SOURCE |
In 1926 Theodore
"Tiger" Flowers became the first black boxer to capture the
world middleweight championship. He was the first African
American after Jack Johnson to challenge for a world title.
Flowers helped to reform the image of black prizefighters,
prefiguring the great Joe Louis with his ability to garner broad
support among both whites and blacks.
Flowers was born in
Camilla in 1895 and moved with his family to
Brunswick
as an infant. After working as a stevedore on the
Georgia coast,
Flowers temporarily relocated to Philadelphia, where he took up
boxing. It was only after his move to
Atlanta
around 1920, however, that he started training seriously, with
manager Walk Miller. Over the next six years this
lightning-quick lefthander competed all over the country in a
grueling ascent to the top of the boxing ranks. Flowers combined
showmanship inside the ropes with a public persona characterized
by sobriety and religious devotion (he carried a Bible into the
ring for each fight). So evident were these qualities, Flowers
became known as "the Georgia Deacon." His unthreatening behavior
helped to expunge the memory of the more inflammatory Jack
Johnson.
Flowers finally earned an official
challenge against the world middleweight champion, Harry Greb,
in February 1926, winning the title and then defending it in a
closely fought rematch. Yet his glory was brief. In December
1926 he lost to Mickey Walker in Chicago on points. The decision
united fans and reporters alike in loud condemnation of the
judges and referee, and there were persistent rumors that the
bout was fixed by local mobsters.

OBJECTIVES |
A: In the passage on Tiger Flowers, what nickname did he earn for his sobriety and religious devotion?
B: Name every city the passage on Tiger Flowers says he was born in or lived in.
C: Reproduce the passage on Tiger Flowers word for word from "Flowers finally earned" to "by local mobsters.".
The lines after this point are separate material, unrelated to the passage on Tiger Flowers.

DATASET EXCERPT |
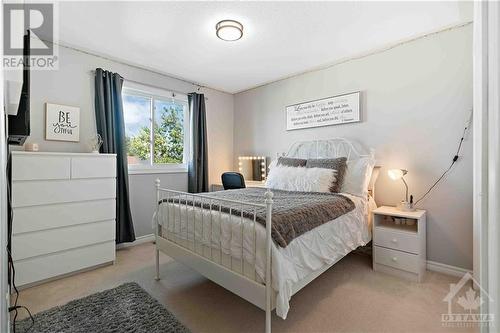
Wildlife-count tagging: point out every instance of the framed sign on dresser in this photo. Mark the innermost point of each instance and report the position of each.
(64, 207)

CORRECT ANSWERS |
A: He became known as "the Georgia Deacon."

B: Camilla, Brunswick, Philadelphia, Atlanta

C:
Flowers finally earned an official
challenge against the world middleweight champion, Harry Greb,
in February 1926, winning the title and then defending it in a
closely fought rematch. Yet his glory was brief. In December
1926 he lost to Mickey Walker in Chicago on points. The decision
united fans and reporters alike in loud condemnation of the
judges and referee, and there were persistent rumors that the
bout was fixed by local mobsters.